(Records of dataset object locations)
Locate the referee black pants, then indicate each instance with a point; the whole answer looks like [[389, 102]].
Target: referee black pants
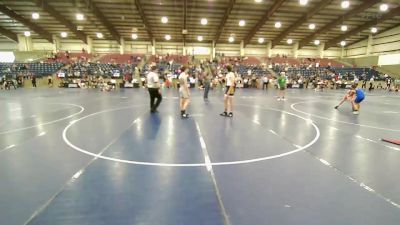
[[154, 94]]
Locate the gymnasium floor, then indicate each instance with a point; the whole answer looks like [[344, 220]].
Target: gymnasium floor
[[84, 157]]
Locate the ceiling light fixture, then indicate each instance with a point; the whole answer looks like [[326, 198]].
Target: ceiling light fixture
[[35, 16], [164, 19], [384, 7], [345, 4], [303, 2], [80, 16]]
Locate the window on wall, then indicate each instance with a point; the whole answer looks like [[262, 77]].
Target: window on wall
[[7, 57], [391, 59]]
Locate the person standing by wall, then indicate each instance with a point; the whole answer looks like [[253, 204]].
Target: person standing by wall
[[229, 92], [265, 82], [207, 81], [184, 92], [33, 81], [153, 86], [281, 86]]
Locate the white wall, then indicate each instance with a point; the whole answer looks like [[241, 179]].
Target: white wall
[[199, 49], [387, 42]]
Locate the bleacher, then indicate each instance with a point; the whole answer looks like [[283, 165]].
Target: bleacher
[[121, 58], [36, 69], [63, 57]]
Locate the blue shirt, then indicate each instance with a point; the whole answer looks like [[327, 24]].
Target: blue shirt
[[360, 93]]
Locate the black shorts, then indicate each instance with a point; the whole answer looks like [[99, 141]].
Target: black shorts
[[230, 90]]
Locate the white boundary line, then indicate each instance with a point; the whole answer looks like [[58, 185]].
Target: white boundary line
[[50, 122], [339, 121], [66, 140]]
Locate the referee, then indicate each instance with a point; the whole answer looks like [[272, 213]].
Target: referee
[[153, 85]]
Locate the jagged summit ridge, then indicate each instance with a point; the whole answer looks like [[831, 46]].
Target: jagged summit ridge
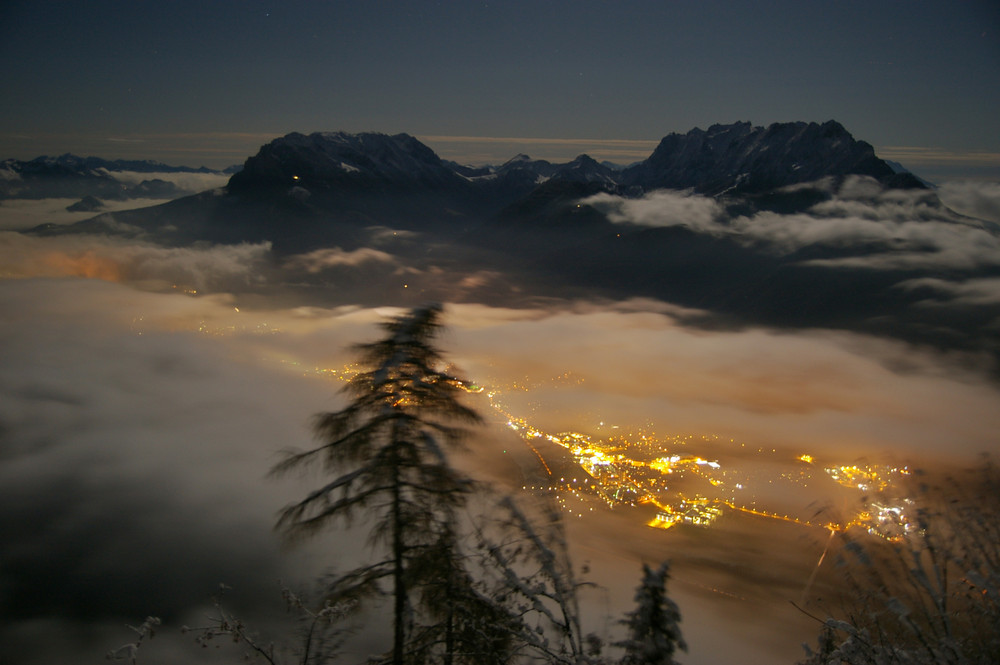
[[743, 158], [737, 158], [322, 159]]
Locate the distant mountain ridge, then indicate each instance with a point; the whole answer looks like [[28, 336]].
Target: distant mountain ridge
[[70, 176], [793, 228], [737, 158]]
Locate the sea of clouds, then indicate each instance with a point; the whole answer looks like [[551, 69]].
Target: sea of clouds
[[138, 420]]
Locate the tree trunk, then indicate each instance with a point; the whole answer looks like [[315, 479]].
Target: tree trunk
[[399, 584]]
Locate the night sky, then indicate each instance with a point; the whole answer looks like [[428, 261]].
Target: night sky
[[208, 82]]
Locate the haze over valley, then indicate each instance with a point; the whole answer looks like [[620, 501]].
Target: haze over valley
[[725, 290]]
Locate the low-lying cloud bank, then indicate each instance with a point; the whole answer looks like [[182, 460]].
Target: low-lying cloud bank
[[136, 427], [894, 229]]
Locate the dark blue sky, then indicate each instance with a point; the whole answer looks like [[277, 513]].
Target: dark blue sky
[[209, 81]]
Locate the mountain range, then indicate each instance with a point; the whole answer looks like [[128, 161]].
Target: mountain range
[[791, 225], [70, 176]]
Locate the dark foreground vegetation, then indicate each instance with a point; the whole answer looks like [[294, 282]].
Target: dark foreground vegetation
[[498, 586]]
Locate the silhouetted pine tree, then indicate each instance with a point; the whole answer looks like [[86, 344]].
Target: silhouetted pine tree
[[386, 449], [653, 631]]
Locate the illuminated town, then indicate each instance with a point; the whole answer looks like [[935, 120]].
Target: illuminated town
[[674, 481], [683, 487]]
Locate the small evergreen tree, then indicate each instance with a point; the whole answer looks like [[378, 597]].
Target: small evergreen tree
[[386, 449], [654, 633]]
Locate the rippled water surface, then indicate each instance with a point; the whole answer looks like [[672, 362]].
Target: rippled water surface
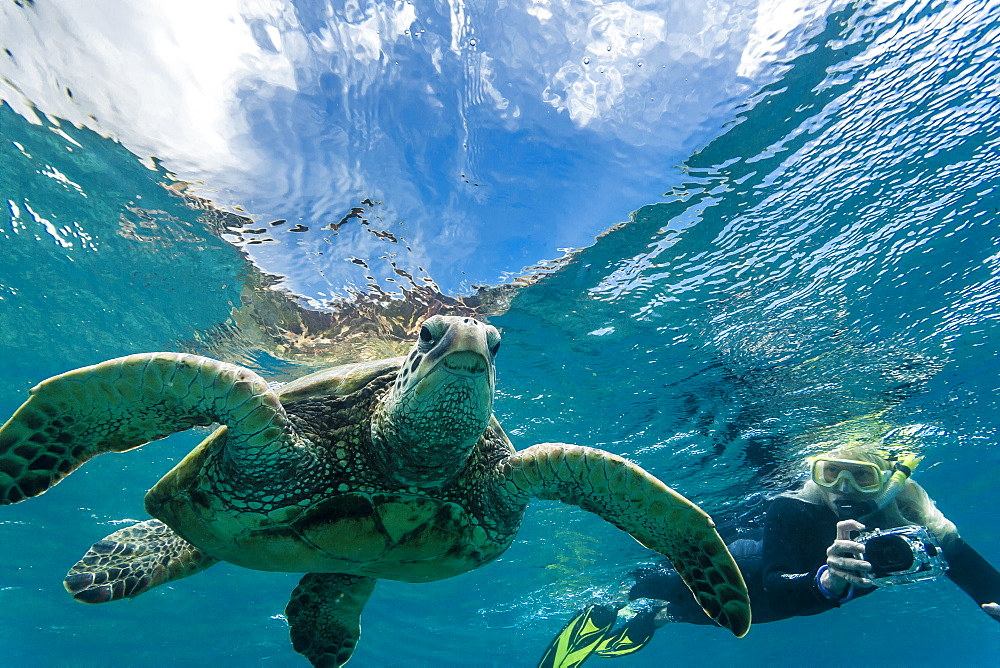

| Stated exercise |
Convert the lines starting at the one containing "Locate the silhouetted" and ending at the end of the records into a JSON list of strings, one string per line. Leave out blank lines and the pictures.

| Solution |
[
  "Locate the silhouetted pine tree, then indicate each instance with a point; the whole answer looks like [[86, 344]].",
  "Target: silhouetted pine tree",
  "[[386, 449], [653, 631]]",
  "Locate the illuminated town, then indicate each instance with a point; the whole answer looks like [[935, 120]].",
  "Target: illuminated town",
  "[[674, 481], [683, 487]]",
  "Locate the small evergreen tree, then indicate each instance with a point; the whole answer looks like [[378, 597]].",
  "Target: small evergreen tree",
  "[[386, 449], [654, 633]]",
  "Locate the rippled water surface, then indicate each instance with a point; the whole answer looks like [[672, 362]].",
  "Target: rippled water surface"
]